YOUR INSTRUCTIONS: Extract every line of the records below that contains the string "covered". Case counts, so copy only lines where it appears with exactly that capitalization.

INPUT DATA:
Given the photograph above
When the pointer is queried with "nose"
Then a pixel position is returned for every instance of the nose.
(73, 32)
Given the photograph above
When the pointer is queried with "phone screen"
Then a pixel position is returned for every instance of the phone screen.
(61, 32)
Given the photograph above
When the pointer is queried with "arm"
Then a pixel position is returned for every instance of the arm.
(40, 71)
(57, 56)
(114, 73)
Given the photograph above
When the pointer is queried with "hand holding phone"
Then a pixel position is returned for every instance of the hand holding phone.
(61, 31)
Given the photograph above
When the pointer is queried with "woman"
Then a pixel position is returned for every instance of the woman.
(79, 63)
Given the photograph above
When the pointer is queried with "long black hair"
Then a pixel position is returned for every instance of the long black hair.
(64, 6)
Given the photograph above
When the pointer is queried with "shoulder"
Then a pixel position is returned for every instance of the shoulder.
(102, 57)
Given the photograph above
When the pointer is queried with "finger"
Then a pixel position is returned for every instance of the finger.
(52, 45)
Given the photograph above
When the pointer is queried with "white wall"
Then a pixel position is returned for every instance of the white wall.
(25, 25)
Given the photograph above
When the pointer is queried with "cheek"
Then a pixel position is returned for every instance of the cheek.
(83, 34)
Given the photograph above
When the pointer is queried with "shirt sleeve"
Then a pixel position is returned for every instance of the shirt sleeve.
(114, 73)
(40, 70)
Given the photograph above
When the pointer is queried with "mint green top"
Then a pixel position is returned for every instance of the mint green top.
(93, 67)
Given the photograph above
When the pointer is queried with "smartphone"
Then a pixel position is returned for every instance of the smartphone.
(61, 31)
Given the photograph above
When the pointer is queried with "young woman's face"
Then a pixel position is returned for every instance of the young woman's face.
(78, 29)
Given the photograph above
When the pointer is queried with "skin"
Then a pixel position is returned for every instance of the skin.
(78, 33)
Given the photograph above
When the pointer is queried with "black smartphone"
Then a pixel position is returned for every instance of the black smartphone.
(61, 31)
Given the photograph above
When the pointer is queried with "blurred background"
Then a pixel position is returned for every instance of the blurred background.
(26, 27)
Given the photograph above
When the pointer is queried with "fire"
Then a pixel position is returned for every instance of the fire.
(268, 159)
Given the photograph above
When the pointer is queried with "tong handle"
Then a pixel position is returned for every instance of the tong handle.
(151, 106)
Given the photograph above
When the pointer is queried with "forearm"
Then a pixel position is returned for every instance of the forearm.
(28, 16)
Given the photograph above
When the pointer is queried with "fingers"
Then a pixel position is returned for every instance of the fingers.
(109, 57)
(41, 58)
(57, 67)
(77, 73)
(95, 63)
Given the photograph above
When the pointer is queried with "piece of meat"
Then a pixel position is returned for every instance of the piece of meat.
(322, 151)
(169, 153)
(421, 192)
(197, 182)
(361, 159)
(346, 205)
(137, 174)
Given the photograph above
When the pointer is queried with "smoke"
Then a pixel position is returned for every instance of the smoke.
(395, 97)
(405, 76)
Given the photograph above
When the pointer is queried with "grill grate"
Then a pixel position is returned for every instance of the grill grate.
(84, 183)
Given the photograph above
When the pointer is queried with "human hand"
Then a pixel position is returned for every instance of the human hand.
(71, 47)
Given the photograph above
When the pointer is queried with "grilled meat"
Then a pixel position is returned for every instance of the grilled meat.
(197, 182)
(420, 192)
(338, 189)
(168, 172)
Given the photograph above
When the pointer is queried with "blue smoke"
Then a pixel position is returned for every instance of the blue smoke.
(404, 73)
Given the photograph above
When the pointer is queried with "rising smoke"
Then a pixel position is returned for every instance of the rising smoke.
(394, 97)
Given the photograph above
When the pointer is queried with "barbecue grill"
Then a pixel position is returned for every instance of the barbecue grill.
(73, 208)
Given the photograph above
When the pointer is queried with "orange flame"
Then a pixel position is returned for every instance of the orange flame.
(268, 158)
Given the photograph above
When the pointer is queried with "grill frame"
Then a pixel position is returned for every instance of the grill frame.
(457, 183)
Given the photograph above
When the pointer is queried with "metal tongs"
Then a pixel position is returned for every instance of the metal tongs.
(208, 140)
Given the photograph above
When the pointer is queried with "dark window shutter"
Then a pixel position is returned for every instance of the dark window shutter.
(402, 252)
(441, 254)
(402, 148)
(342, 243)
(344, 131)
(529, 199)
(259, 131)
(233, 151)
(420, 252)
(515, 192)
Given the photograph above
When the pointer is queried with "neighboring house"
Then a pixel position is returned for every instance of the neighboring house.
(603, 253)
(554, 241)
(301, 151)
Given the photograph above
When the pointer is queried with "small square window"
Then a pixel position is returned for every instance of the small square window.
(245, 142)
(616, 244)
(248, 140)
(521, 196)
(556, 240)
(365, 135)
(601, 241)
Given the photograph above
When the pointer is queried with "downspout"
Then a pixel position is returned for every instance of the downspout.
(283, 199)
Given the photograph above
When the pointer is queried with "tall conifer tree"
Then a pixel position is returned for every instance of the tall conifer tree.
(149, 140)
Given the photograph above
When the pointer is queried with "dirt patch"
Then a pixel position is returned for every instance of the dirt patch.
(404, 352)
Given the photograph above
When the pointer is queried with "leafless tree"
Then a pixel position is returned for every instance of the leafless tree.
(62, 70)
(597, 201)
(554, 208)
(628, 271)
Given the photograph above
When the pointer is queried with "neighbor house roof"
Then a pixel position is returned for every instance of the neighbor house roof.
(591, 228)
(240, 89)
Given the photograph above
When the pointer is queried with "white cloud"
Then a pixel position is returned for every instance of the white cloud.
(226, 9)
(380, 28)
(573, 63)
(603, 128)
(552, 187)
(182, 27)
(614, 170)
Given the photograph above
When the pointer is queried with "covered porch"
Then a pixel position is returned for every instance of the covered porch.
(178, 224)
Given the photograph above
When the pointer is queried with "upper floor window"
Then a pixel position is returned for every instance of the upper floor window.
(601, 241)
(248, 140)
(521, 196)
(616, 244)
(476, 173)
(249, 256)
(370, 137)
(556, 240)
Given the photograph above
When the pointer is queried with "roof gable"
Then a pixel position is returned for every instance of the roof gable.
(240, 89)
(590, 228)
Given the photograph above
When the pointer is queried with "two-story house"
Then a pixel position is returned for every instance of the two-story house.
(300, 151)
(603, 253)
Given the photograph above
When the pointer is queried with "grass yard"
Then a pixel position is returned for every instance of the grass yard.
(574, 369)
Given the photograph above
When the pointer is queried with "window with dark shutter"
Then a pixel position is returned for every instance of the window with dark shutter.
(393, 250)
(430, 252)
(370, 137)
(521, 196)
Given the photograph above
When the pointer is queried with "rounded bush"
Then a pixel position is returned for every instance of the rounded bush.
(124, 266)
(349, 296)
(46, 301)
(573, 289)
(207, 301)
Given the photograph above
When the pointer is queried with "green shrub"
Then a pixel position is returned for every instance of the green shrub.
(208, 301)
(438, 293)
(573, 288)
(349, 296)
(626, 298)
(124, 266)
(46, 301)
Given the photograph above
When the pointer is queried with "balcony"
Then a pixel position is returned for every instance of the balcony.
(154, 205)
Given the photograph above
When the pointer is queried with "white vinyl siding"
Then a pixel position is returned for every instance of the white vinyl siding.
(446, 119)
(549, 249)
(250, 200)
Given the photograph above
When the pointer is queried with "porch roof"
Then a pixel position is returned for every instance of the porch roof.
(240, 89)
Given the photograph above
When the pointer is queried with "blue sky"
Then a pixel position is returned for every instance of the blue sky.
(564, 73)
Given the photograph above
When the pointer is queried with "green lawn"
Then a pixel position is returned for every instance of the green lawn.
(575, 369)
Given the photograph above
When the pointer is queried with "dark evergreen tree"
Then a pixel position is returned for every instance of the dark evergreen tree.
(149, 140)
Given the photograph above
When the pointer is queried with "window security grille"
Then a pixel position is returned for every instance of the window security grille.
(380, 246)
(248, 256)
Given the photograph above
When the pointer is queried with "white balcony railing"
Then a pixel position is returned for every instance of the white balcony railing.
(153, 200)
==
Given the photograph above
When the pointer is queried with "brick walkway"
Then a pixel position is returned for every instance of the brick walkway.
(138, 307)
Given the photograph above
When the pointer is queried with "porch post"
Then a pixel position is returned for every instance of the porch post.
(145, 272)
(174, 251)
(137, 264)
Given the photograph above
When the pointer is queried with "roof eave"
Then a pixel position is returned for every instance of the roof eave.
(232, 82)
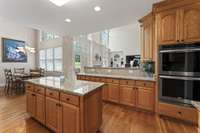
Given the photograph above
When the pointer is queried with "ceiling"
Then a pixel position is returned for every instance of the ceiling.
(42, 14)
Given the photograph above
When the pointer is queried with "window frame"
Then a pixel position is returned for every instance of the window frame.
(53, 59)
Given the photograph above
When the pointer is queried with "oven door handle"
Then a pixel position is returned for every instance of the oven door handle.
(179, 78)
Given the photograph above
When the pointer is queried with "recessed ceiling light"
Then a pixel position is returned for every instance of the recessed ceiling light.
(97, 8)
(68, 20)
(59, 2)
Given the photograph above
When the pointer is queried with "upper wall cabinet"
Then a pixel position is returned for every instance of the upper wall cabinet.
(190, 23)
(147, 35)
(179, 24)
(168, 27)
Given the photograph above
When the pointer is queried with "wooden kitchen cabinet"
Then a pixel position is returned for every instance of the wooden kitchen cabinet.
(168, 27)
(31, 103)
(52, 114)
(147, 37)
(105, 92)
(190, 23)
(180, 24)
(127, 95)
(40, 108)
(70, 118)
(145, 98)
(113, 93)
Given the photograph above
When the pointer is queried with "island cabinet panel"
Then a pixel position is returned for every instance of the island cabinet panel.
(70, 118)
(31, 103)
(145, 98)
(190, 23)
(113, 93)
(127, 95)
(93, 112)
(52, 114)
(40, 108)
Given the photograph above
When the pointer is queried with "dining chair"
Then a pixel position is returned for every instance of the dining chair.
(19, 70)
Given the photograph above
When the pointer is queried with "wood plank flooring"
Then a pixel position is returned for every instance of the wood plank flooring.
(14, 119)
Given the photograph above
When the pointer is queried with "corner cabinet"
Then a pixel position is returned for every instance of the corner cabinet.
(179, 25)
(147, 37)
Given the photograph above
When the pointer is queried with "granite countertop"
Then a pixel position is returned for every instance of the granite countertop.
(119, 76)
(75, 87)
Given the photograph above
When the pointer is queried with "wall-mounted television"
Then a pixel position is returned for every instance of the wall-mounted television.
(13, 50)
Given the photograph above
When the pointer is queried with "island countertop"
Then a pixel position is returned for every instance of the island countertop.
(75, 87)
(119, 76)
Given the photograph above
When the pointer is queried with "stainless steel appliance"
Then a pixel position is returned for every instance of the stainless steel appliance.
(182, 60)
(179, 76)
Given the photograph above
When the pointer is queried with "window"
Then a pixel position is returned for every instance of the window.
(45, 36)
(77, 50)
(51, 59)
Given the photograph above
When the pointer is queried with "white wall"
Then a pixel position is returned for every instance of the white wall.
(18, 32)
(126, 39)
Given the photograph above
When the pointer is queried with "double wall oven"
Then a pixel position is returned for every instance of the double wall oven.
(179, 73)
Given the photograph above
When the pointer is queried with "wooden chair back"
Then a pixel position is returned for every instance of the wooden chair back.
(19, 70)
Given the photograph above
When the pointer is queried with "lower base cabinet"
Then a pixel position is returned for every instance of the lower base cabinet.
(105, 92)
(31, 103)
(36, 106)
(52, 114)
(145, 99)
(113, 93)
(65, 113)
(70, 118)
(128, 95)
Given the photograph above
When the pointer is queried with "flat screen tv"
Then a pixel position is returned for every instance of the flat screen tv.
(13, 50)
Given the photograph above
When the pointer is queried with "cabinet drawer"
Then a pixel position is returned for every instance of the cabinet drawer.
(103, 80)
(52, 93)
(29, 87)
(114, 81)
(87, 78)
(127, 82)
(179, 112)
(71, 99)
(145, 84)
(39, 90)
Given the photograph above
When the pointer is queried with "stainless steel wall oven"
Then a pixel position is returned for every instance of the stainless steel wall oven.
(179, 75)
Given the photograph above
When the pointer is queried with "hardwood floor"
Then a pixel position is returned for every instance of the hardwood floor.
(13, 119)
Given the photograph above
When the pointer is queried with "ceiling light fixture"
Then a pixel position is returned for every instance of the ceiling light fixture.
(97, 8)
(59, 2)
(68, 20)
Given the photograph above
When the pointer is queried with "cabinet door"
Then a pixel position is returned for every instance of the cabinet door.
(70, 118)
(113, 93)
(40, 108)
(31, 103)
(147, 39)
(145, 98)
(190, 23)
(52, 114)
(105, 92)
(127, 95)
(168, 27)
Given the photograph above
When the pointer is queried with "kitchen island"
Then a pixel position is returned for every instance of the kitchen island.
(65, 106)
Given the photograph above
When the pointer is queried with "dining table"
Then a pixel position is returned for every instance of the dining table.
* * *
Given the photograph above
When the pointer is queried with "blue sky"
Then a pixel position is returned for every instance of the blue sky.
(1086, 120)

TASK OUTPUT:
When the pointer is queried with "covered porch"
Then a pixel position is returned for every instance of the covered porch.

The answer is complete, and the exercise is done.